**Assigned task**. Repeat the records exactly. Leave out the pictures.

Spatial localization data

+ + + +

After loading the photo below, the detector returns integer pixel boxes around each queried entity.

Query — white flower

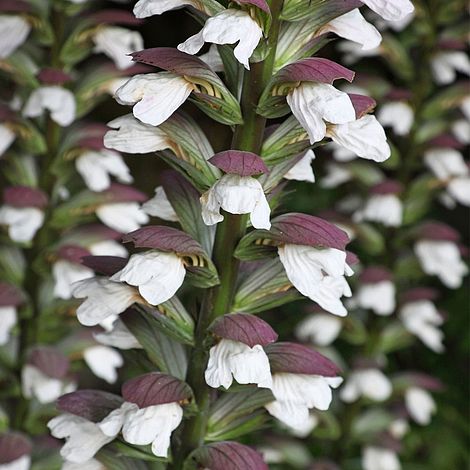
[89,239,128,257]
[295,313,342,346]
[98,401,183,458]
[76,149,132,192]
[0,206,44,243]
[400,300,444,353]
[326,115,391,162]
[431,51,470,85]
[23,86,76,126]
[178,9,263,69]
[378,102,414,136]
[362,446,401,470]
[94,318,141,350]
[96,202,149,233]
[83,345,123,384]
[53,260,94,300]
[22,365,76,404]
[287,413,319,438]
[424,148,470,206]
[104,114,170,154]
[93,26,144,70]
[354,194,403,227]
[0,123,15,156]
[319,9,382,50]
[134,0,196,18]
[405,387,436,425]
[415,240,468,289]
[199,44,224,72]
[265,373,343,428]
[287,82,356,144]
[0,455,31,470]
[0,15,31,58]
[320,163,352,188]
[452,119,470,144]
[389,418,409,438]
[48,414,115,464]
[340,368,392,402]
[278,244,352,316]
[200,174,271,229]
[0,306,17,345]
[205,339,272,390]
[284,150,315,182]
[339,41,380,65]
[356,280,396,316]
[461,96,470,120]
[114,73,194,126]
[142,186,178,221]
[361,0,414,22]
[73,277,137,326]
[111,250,186,305]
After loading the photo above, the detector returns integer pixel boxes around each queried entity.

+ + + +

**Answer to the problem**.
After loading the photo below, the detector returns integer pixel boxes around each queried entity.

Query — white flower

[89,239,128,257]
[295,313,342,346]
[98,401,183,458]
[76,149,132,192]
[0,206,44,243]
[400,300,444,353]
[326,115,391,162]
[431,51,470,85]
[23,86,76,126]
[178,9,263,69]
[378,102,414,136]
[362,446,401,470]
[94,318,141,350]
[96,202,149,233]
[83,345,123,384]
[53,260,94,300]
[22,365,76,404]
[287,413,319,438]
[424,148,470,206]
[104,114,170,154]
[93,26,144,70]
[354,194,403,227]
[0,123,15,156]
[319,9,382,50]
[134,0,196,18]
[405,387,436,425]
[415,240,468,289]
[199,44,224,72]
[265,373,343,428]
[287,82,356,144]
[0,455,31,470]
[0,15,31,58]
[320,163,352,188]
[452,119,470,144]
[389,418,409,438]
[48,414,115,464]
[340,368,392,402]
[278,244,352,316]
[200,174,271,229]
[0,306,17,345]
[205,339,272,390]
[284,150,315,182]
[339,41,380,65]
[356,280,396,316]
[461,96,470,120]
[114,73,194,126]
[142,186,178,221]
[361,0,414,22]
[73,277,137,326]
[111,250,186,305]
After loading the photo above, the detector returns integer pixel boxes around each queried entity.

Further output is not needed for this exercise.